-- start of TEXT SECTION --

Another thing about being a business teacher, being a CTE teacher, is that we have to have an advisory board meeting. So twice a year we bring in industry experts from around the area and say these are the things that we're teaching. Are we on the right track? And something that keeps getting brought up over and over again is are you teaching children how to endorse a check and that is one thing how to address an envelope too.

Speaker 1:

I mean, like you need to start way back.

Speaker 2:

There's so many things you can cover, so many things, so little time. But you really have to break it down to the bare bones when you go to apply for the job and you're filling out that application. Okay, I've got the job. Now I have to fill out a W-4. What's a W-4? Why is this important? How does this impact me when I go to file my taxes? Do I have to file my taxes? Did I make enough money that I should file my taxes? Well, depending on how you fill out that W-4, it will depend whether or not you do have to file taxes as a minor. So there's all these different things that all work together. But if you don't understand one piece of the puzzle, you could be losing out on money or being taken advantage of, and that's really not good. So we're really focusing on trying to get the kids to understand all of these different puzzle pieces, hoping that they can be exposed to them in the high school setting in a safe and fun environment, so that when they leave, or even when they're still in school.

Speaker 2:

I think I posted up on Twitter a year ago or a year and a half ago. It's like hey, ms G, I just got my W-2 in the mail and, thanks to your class, I knew exactly what it told me. That must feel so good. That's amazing. I forwarded it to my CTE director and I said hey, here's another one of those things where all teachers, I think, have one of those folders where I'm having a bad day. I need to look at this, or just a way to remember kids, and it's always really special to have kids reach out and say here's what I'm up to now and to have them actually know. When I looked at my W-2, when I first got a W-2, I was like what is all this? I always show the friends video, like the whole FICA thing where who is FICA and why are they taking all my money?

Speaker 1:

We'll have to put that in our show notes to make sure that we can kind of give you some learning examples to discuss with your kids if you're going to bring them in. This would be a great car ride to replay this episode with the kids in the car.

Speaker 2:

So I try to bring a lot of Pulp Cartler stuff into class. I'm constantly referencing movies from like the 80s, 90s and 2000s.

Speaker 1:

They made them better.

Speaker 2:

then I reference Tom Boy today in a class and I said haven't you all seen Tom Boy? No, and I go okay, well, here's why I'm talking about that. It really is, I think the whole personal finance thing. It really is all around you. It's one of the most practical things that you see every day in your life without really noticing that it's there and you kind of don't realize how much it impacts you until it doesn't matter if you're 18. It doesn't matter if you're 12 and babysitting, it doesn't matter if you're 50. Like impacts you at every moment in your life in some way, and having a good foundation, a good understanding of it, is really important. And one of the blog posts that NGPF just came out with I think it was two weeks ago they showed that over the lifetime of a student who was exposed to personal finance in high school versus not, there was $100,000 difference in their income. Wow, so that's huge, especially when you think of the compound interest and what you can do with that.

-- end of TEXT SECTION --

* PROBLEMS TO WORK ON:
[1] According to the transcript, how often does the advisory board meeting take place?
[2] Summarize the transcript in two sentences.
[3] Return the part of the transcript starting at "Another thing about" and ending at "an envelope too.", copied word for word.

-- start of STORED RECORDS --

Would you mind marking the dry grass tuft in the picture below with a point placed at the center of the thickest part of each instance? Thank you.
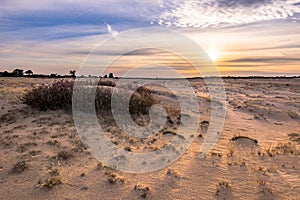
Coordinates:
(20, 167)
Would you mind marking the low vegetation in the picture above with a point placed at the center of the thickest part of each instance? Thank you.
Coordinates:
(58, 95)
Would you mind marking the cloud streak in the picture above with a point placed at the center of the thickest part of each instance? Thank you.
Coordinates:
(194, 13)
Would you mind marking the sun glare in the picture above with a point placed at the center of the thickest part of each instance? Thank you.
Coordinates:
(214, 54)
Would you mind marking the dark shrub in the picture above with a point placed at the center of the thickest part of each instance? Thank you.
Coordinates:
(56, 96)
(107, 82)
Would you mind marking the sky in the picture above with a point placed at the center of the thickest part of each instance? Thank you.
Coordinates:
(241, 37)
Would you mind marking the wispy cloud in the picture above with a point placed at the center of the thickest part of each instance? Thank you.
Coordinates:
(111, 31)
(194, 13)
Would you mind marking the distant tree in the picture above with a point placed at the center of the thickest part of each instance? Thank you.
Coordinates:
(28, 72)
(72, 72)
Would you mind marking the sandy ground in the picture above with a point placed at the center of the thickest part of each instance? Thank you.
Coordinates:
(256, 157)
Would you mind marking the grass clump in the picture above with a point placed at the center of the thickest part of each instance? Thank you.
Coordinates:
(64, 155)
(51, 182)
(20, 167)
(114, 178)
(59, 94)
(55, 96)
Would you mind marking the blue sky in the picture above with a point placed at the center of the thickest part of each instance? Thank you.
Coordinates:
(243, 37)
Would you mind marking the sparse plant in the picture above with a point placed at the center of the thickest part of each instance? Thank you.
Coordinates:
(51, 182)
(114, 178)
(64, 155)
(20, 167)
(57, 95)
(143, 189)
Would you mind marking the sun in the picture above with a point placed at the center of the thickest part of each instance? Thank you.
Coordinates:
(214, 54)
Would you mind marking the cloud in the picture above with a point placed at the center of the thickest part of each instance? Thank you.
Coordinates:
(111, 31)
(194, 13)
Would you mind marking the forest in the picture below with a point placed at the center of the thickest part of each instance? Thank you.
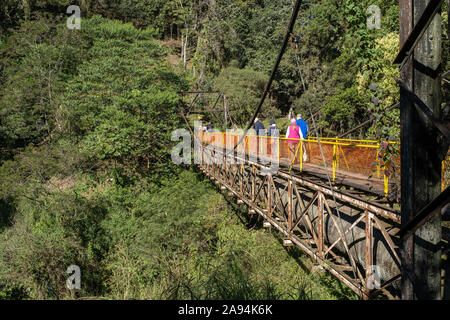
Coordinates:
(86, 118)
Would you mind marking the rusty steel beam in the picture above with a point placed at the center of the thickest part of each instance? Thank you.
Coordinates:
(418, 31)
(251, 172)
(362, 204)
(342, 277)
(434, 207)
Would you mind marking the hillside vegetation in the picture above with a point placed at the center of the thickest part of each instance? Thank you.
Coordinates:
(86, 118)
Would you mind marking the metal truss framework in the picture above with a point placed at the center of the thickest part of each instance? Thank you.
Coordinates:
(303, 211)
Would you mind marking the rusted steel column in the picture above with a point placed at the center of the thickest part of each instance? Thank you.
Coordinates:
(320, 200)
(406, 20)
(369, 249)
(420, 163)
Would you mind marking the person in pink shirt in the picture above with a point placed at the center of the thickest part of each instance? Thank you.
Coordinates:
(293, 132)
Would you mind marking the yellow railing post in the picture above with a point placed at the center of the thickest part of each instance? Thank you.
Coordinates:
(386, 182)
(334, 163)
(378, 160)
(301, 155)
(338, 154)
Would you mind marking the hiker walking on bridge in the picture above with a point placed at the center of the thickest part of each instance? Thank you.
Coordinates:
(260, 131)
(304, 130)
(293, 132)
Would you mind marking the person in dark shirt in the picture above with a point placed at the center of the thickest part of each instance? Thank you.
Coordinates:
(272, 128)
(303, 126)
(260, 131)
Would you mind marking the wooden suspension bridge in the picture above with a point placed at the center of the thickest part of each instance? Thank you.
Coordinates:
(340, 206)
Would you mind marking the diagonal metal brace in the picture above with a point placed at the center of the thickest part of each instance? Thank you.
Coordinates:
(443, 128)
(434, 207)
(419, 29)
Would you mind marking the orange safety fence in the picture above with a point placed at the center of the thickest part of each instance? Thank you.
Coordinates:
(358, 157)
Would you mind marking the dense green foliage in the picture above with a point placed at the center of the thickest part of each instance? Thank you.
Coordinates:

-- end of STORED RECORDS --

* ANSWERS:
[1] Twice a year.

[2] A business and CTE teacher says that industry experts on an advisory board keep asking whether students learn basics like endorsing a check and addressing an envelope, and that the class works on connected pieces such as the W-4 and filing taxes so students don't lose money or get taken advantage of. The teacher stresses that personal finance affects people at every age and cites an NGPF blog post reporting a $100,000 lifetime income difference for students exposed to personal finance in high school.

[3]
Another thing about being a business teacher, being a CTE teacher, is that we have to have an advisory board meeting. So twice a year we bring in industry experts from around the area and say these are the things that we're teaching. Are we on the right track? And something that keeps getting brought up over and over again is are you teaching children how to endorse a check and that is one thing how to address an envelope too.